- Problem statement: Write out the material below exactly, beginning at the line that contains "If you could tag the glass" and ending with its last line, both ends included; write nothing else.

- Task material:
___
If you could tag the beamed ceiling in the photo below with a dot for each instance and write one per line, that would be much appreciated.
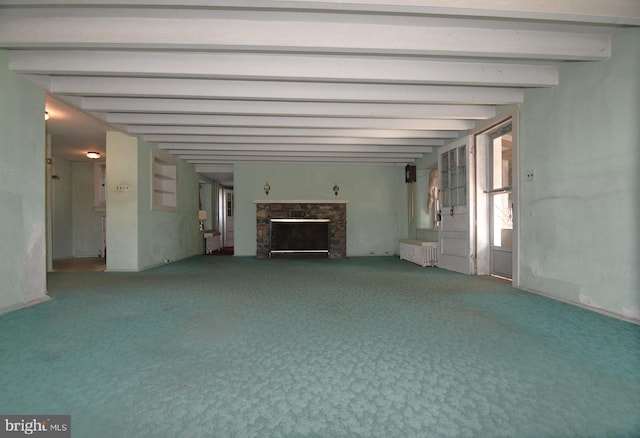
(363, 82)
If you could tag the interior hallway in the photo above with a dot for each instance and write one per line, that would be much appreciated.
(234, 346)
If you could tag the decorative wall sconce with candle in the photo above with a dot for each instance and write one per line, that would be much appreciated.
(202, 216)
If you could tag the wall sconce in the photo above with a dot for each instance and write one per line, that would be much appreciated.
(202, 216)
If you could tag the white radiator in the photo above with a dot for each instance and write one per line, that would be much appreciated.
(432, 251)
(420, 252)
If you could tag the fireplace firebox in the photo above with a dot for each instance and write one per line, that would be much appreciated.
(299, 237)
(322, 225)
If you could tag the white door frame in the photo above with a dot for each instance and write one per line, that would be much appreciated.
(456, 228)
(480, 239)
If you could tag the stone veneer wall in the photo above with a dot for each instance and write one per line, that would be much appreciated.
(336, 212)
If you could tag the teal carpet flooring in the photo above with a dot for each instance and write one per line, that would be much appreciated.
(363, 347)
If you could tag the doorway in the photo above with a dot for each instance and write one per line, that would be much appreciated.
(496, 213)
(225, 216)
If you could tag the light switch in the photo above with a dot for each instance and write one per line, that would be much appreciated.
(530, 175)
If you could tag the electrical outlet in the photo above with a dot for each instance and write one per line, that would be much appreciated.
(530, 175)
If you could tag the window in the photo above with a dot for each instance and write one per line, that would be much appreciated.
(454, 177)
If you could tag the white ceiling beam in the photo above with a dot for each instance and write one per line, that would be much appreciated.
(284, 122)
(324, 148)
(624, 12)
(198, 30)
(317, 109)
(287, 132)
(305, 154)
(273, 90)
(322, 68)
(240, 158)
(293, 143)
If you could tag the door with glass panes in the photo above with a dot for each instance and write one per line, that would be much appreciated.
(501, 201)
(454, 206)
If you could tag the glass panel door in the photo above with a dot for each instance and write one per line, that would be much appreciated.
(501, 202)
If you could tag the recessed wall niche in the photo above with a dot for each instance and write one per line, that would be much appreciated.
(164, 182)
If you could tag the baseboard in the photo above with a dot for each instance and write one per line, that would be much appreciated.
(584, 306)
(23, 305)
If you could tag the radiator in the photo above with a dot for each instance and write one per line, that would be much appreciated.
(431, 256)
(420, 252)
___
- Complete response:
If you could tag the glass panel door in the photo above with a dot for each instance and write one per line, that would be much appreciated.
(501, 202)
If you could tag the recessed wall niche in the photo above with a dot for each instance and write one per line, that would be much appreciated.
(164, 182)
If you could tag the baseboard in the photo above with a dot for each instance and write one per line, that would be much appreciated.
(584, 306)
(23, 305)
If you could tag the radiator in the photo above with a dot for each instance and write one per line, that would be much appreciated.
(431, 256)
(420, 252)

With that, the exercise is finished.